[Collection entries]
[Start of Attachment]
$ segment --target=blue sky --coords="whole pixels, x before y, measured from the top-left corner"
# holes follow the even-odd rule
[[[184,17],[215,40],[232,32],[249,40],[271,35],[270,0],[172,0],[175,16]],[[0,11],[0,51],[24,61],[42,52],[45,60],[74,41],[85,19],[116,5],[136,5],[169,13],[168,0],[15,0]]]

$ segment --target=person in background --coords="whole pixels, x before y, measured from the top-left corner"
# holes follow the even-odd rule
[End of Attachment]
Problem to work on. Nothing should be missing: every line above must be reproduced exactly.

Solution to this task.
$ segment --target=blue sky --coords="whole pixels, x before y, measured from the top-left corner"
# holes follow the even-odd rule
[[[184,17],[215,40],[232,32],[249,40],[271,35],[270,0],[172,0],[175,16]],[[0,11],[0,51],[24,61],[42,52],[45,60],[74,41],[85,19],[116,5],[136,5],[169,13],[168,0],[15,0]]]

$ segment --target=person in background --coords="whole pixels, x before y, measured from the top-left corner"
# holes follow the even-odd rule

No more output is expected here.